Render each line of the listing below as one string in a JSON list, skipping blank lines and leaving out the pictures.
>>
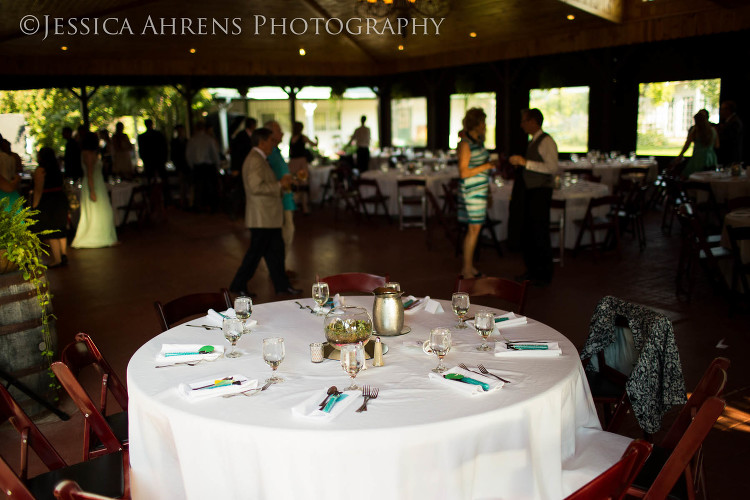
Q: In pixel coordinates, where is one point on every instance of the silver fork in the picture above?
(486, 372)
(368, 393)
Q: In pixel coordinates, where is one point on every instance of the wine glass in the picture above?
(460, 303)
(273, 355)
(352, 361)
(440, 344)
(484, 322)
(243, 308)
(320, 296)
(232, 328)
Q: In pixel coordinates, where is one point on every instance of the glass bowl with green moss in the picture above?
(347, 325)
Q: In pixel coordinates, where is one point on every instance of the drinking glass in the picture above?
(273, 355)
(243, 308)
(484, 322)
(320, 296)
(232, 328)
(352, 361)
(460, 303)
(440, 344)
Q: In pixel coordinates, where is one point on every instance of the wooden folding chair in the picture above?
(507, 290)
(374, 198)
(660, 476)
(177, 310)
(81, 354)
(614, 482)
(108, 474)
(354, 282)
(608, 222)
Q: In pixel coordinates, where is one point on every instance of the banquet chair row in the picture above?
(175, 311)
(501, 288)
(106, 475)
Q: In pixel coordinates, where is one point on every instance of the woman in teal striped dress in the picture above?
(474, 187)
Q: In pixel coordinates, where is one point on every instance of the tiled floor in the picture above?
(109, 294)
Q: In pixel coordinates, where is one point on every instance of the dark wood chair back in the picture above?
(176, 310)
(502, 288)
(614, 482)
(354, 282)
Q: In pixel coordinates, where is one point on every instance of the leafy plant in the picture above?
(23, 247)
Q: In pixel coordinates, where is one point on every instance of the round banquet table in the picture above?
(418, 439)
(724, 186)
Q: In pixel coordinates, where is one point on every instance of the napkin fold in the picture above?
(310, 408)
(216, 319)
(189, 391)
(428, 304)
(162, 359)
(469, 389)
(505, 321)
(502, 350)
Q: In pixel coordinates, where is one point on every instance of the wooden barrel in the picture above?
(22, 342)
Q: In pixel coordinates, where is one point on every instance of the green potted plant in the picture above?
(21, 247)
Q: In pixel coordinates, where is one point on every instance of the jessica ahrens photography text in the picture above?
(257, 25)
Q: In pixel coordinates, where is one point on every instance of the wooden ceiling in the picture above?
(504, 29)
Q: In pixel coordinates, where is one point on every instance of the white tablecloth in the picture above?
(418, 439)
(388, 183)
(724, 186)
(609, 171)
(577, 198)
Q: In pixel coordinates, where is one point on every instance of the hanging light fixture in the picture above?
(401, 8)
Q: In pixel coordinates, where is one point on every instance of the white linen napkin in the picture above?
(512, 320)
(310, 408)
(428, 304)
(216, 319)
(162, 359)
(469, 389)
(502, 351)
(192, 394)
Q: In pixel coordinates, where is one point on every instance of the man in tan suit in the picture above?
(264, 217)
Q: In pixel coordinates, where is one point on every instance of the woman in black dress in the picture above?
(51, 201)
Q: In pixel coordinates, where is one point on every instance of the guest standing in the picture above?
(72, 155)
(361, 137)
(704, 138)
(264, 217)
(122, 149)
(96, 228)
(52, 202)
(299, 163)
(473, 165)
(730, 134)
(533, 185)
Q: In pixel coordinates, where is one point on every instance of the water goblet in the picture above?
(320, 296)
(484, 322)
(352, 361)
(440, 344)
(460, 303)
(232, 328)
(243, 308)
(273, 355)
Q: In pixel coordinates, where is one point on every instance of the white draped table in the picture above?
(418, 439)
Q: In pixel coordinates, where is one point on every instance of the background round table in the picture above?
(418, 439)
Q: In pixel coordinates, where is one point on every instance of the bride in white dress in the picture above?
(96, 228)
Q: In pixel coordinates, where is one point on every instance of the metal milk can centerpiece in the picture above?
(387, 312)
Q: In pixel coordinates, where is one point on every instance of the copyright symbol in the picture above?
(29, 25)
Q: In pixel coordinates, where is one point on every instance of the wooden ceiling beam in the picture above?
(611, 10)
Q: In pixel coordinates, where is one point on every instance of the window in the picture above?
(566, 116)
(409, 122)
(460, 103)
(665, 113)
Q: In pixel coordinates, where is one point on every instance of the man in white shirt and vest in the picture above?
(533, 192)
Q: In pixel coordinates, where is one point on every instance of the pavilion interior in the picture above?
(611, 46)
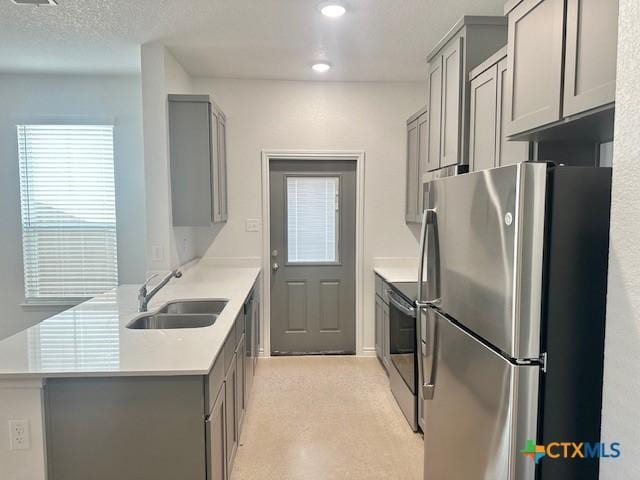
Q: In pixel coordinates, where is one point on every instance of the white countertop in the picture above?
<<
▶ [RESPONSE TO THE TASK]:
[
  "Q: In pixel coordinates, where is one point on every instance of the silver fork in the picture above?",
  "(486, 372)",
  "(368, 393)",
  "Q: In pixel coordinates, where is one point on every instance of the wine glass in the picture above?",
  "(460, 303)",
  "(273, 355)",
  "(352, 361)",
  "(440, 344)",
  "(484, 322)",
  "(243, 308)",
  "(320, 296)",
  "(232, 328)",
  "Q: In pixel coordinates, where is one point on every instance of the glass bowl with green moss in the picture above?",
  "(347, 325)",
  "Q: In pixel coordinates, where is one point on every instance of the drinking glass in the picture above?",
  "(273, 355)",
  "(243, 308)",
  "(484, 322)",
  "(320, 296)",
  "(232, 328)",
  "(352, 361)",
  "(460, 303)",
  "(440, 344)",
  "Q: In pixel coordinates, where is one point on every instance of the wooden folding chair in the picture above?",
  "(507, 290)",
  "(374, 198)",
  "(660, 476)",
  "(177, 310)",
  "(81, 354)",
  "(614, 482)",
  "(108, 474)",
  "(354, 282)",
  "(608, 222)",
  "Q: In pixel coordinates, where is one point on every instance of the banquet chair row in the picture above?",
  "(175, 311)",
  "(501, 288)",
  "(106, 475)",
  "Q: In pixel coordinates, where is one point on every instance of the woman in teal striped dress in the picture above?",
  "(474, 187)",
  "Q: In pixel coordinates, where is one point on every instance of the tiled floor in the picture above?",
  "(109, 294)",
  "Q: In pixel coordinates, where is one point on every instance of the dark wood chair back in the picture above?",
  "(176, 310)",
  "(502, 288)",
  "(614, 482)",
  "(354, 282)",
  "Q: In pixel coordinates, where is one point on every instance of the leafy plant in the picture above?",
  "(23, 247)",
  "Q: In pixel coordinates, where is one point on every instance of the round banquet table in the picture above?",
  "(418, 439)",
  "(724, 186)",
  "Q: In pixel coordinates, where is one point on every instance of the napkin fold in the picture above?",
  "(310, 408)",
  "(216, 319)",
  "(189, 391)",
  "(428, 304)",
  "(162, 359)",
  "(469, 389)",
  "(505, 321)",
  "(502, 350)",
  "Q: In pixel coordinates, where is one point on every instance of the wooden barrel in the picture above?",
  "(22, 342)",
  "Q: In pixel coordinates, where is one point on every instance of the green potted plant in the picture above?",
  "(21, 247)",
  "Q: In pixel coordinates, where is one point on every instance of the jessica ahrens photography text in the picture above?",
  "(257, 25)",
  "Q: In pixel coordinates, where is one point on every instance of the wooden ceiling in the picture above?",
  "(504, 29)",
  "Q: In pixel coordinates, where is one point on every instance of the white tablecloth in the picture above?",
  "(418, 439)",
  "(388, 183)",
  "(724, 186)",
  "(609, 171)",
  "(577, 198)",
  "Q: In pixel coordinates, where is one point on every instance of the hanging light fixture in the picture above?",
  "(401, 8)",
  "Q: In pixel coordinates, where is one point on every instance of the white linen napkin in the picture above?",
  "(512, 320)",
  "(310, 408)",
  "(428, 304)",
  "(216, 319)",
  "(162, 359)",
  "(469, 389)",
  "(502, 351)",
  "(192, 394)",
  "Q: In pixel coordinates, where is one point on every instance of the man in tan suit in the picture above?",
  "(264, 217)",
  "Q: In pixel coordinates, where is one point on every instance of the woman in black dress in the picture above?",
  "(51, 201)",
  "Q: In pixel coordinates, where is one point on every instance of the guest standing in the picture above?",
  "(72, 155)",
  "(361, 137)",
  "(704, 138)",
  "(264, 217)",
  "(122, 149)",
  "(96, 228)",
  "(52, 202)",
  "(299, 163)",
  "(473, 165)",
  "(730, 134)",
  "(533, 185)",
  "Q: In pixel coordinates, where is one point on every instance of the water goblet in the picture above?",
  "(320, 296)",
  "(484, 322)",
  "(352, 361)",
  "(440, 344)",
  "(460, 303)",
  "(232, 328)",
  "(243, 308)",
  "(273, 355)",
  "Q: In pixel coordinates, where is one point on every instance of the white draped table in the picture above?",
  "(418, 439)",
  "Q: In pixel coordinates, where is one point on every instance of the background round table in the picture above?",
  "(418, 439)",
  "Q: In pixel coordinates, where is one point on every instance of the bride in white dress in the picture above?",
  "(96, 228)",
  "Q: In pixel coordinates, where is one point on every instance of the metal milk can centerpiece in the picture above?",
  "(387, 312)",
  "Q: In pixel coordinates, where is one point on every instance of the copyright symbol in the picture above?",
  "(29, 25)",
  "Q: In pixel coordinates, where is one point on every instance of the wooden ceiling beam in the picture above?",
  "(611, 10)",
  "Q: In pixel coordinates, where is one point on every instance of the window in the picture above?",
  "(566, 116)",
  "(409, 122)",
  "(460, 103)",
  "(665, 113)",
  "Q: In pixel coordinates, where is one point on every instance of the man in white shirt and vest in the picture above?",
  "(533, 192)",
  "Q: In pixel coordinates, where is one point on every instance of the pavilion interior in the picture above?",
  "(611, 46)",
  "Q: In pixel coordinates, where is one point on every instance of the white countertop in the picture above?"
]